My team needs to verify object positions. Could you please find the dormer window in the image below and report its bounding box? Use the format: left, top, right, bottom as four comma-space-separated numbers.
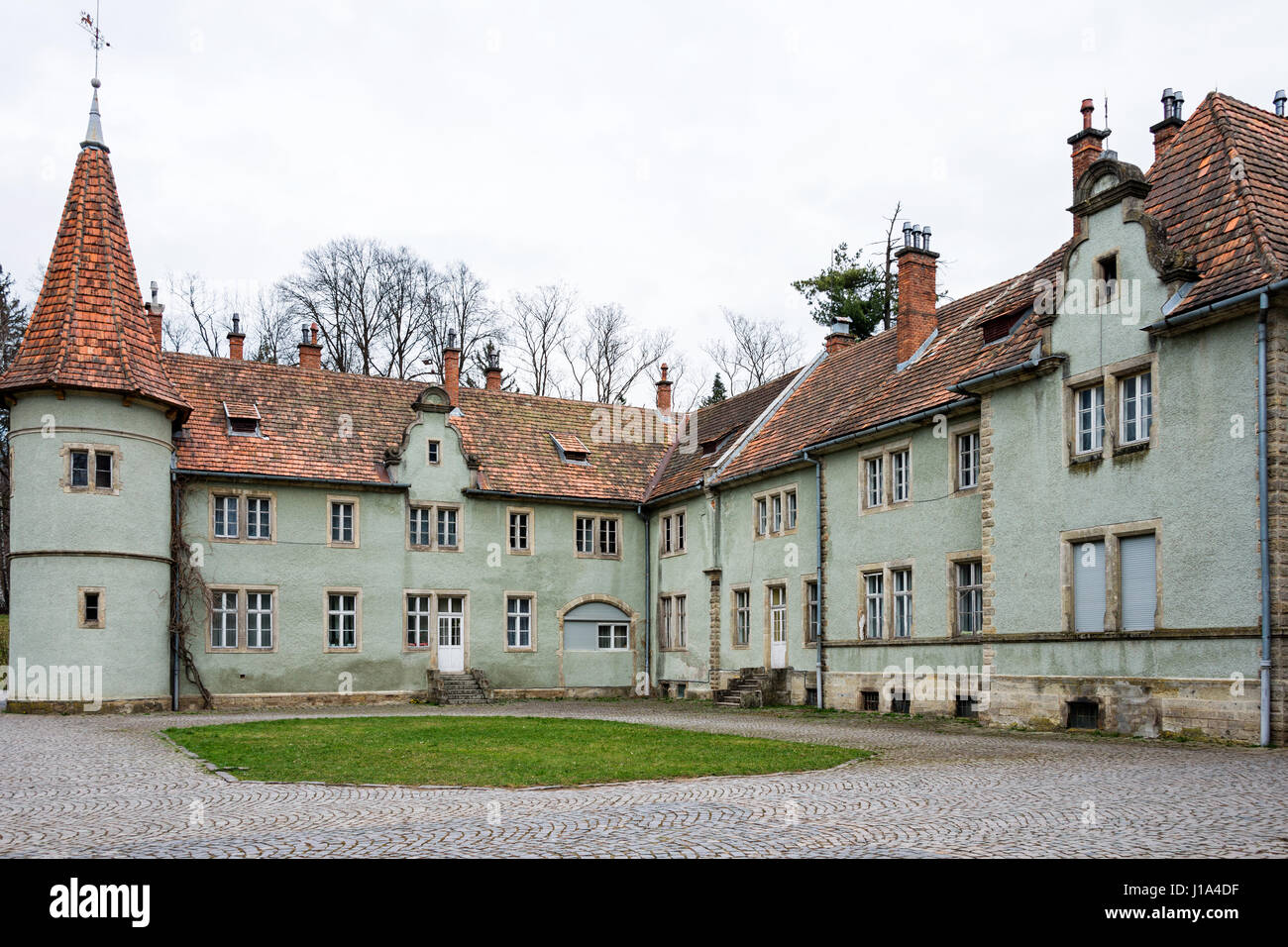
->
223, 401, 262, 437
550, 434, 590, 467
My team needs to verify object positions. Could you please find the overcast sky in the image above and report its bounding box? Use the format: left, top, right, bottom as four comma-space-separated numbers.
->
0, 0, 1288, 394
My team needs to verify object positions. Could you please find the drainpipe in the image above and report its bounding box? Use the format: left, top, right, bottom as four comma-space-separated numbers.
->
802, 451, 823, 710
1257, 292, 1270, 746
635, 504, 653, 697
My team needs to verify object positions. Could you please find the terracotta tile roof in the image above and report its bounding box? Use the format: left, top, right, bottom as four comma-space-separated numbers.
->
718, 246, 1064, 479
163, 352, 425, 484
0, 146, 187, 412
1145, 93, 1288, 312
648, 369, 799, 500
452, 388, 666, 502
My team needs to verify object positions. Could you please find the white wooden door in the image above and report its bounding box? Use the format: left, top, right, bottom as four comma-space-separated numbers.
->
438, 595, 465, 674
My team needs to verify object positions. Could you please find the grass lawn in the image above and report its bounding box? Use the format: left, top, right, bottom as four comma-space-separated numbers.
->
158, 716, 872, 786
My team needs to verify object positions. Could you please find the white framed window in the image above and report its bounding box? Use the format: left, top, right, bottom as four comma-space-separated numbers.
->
890, 451, 912, 502
438, 595, 465, 648
1074, 385, 1105, 454
890, 569, 912, 638
864, 458, 885, 509
506, 510, 532, 553
331, 500, 358, 546
957, 430, 979, 489
214, 494, 241, 540
505, 595, 532, 648
860, 573, 885, 638
407, 506, 434, 548
326, 591, 358, 651
406, 592, 433, 648
1118, 371, 1154, 445
953, 559, 984, 635
733, 588, 751, 647
596, 622, 630, 651
246, 496, 273, 540
437, 506, 460, 549
210, 588, 239, 648
246, 591, 273, 651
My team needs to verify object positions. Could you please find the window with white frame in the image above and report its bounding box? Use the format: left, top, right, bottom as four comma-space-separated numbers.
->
864, 456, 885, 509
733, 588, 751, 646
662, 510, 688, 556
953, 559, 984, 635
331, 500, 358, 546
214, 494, 241, 540
860, 573, 885, 638
326, 591, 358, 651
210, 588, 239, 648
597, 622, 630, 651
246, 496, 273, 540
1074, 385, 1105, 454
890, 450, 912, 502
957, 430, 979, 489
890, 569, 912, 638
246, 591, 273, 651
406, 592, 433, 648
507, 510, 532, 553
1118, 371, 1154, 445
505, 595, 532, 648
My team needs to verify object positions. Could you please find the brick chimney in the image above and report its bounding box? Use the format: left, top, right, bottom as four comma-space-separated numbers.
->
143, 279, 164, 348
657, 362, 671, 414
1149, 89, 1185, 162
894, 223, 939, 365
484, 343, 501, 391
443, 329, 461, 404
1069, 99, 1109, 237
823, 316, 858, 356
300, 322, 322, 368
228, 313, 246, 362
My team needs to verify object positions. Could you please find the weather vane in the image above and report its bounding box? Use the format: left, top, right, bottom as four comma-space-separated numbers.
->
81, 3, 112, 82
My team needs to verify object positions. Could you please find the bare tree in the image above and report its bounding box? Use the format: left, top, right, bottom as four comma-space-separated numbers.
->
704, 309, 802, 394
564, 303, 674, 403
505, 283, 577, 395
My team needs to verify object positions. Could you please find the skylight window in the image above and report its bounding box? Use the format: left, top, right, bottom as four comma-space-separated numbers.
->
223, 401, 263, 437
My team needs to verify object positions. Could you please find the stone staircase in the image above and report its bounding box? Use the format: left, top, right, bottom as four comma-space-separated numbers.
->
429, 670, 493, 706
712, 668, 773, 707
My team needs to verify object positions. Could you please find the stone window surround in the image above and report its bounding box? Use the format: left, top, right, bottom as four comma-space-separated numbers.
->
1064, 352, 1160, 467
58, 441, 123, 496
1060, 518, 1163, 635
948, 417, 984, 496
751, 483, 802, 540
855, 558, 917, 644
947, 549, 984, 642
859, 436, 912, 515
507, 506, 537, 556
76, 585, 107, 630
326, 493, 362, 549
206, 487, 275, 546
322, 586, 363, 655
409, 500, 466, 553
501, 590, 537, 655
401, 588, 469, 669
203, 582, 282, 655
572, 510, 626, 559
657, 591, 690, 652
657, 506, 690, 559
729, 582, 751, 651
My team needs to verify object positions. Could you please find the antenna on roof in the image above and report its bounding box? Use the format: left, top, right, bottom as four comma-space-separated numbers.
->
80, 3, 112, 82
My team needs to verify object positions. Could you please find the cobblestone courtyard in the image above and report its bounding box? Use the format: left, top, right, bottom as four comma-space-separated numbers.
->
0, 702, 1288, 857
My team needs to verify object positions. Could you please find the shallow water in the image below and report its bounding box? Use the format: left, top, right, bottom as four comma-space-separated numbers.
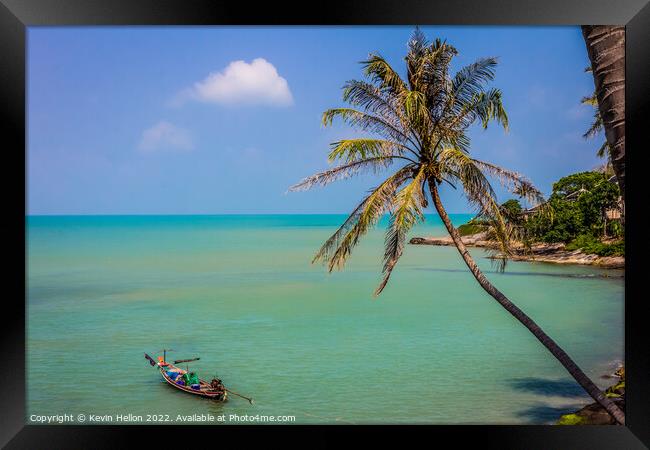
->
27, 215, 623, 424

▬▬▬▬▬▬▬▬▬▬

### 과제 지시
위 자료에서 문자열 "below"를 포함한 줄을 빠짐없이 모아 적으십시오. 대문자와 소문자는 구별합니다.

### 과제 응답
My team needs to verify object positions. Could you please find the dormer window in the image below and report its bounding box? Use the format: left, top, right, bottom as four comma-space-separated numbers.
My team needs to verify object positions. Could you please find the shallow water in the image below and report its bounding box? Use the format: left, top, right, bottom as four comma-space-separated numbers.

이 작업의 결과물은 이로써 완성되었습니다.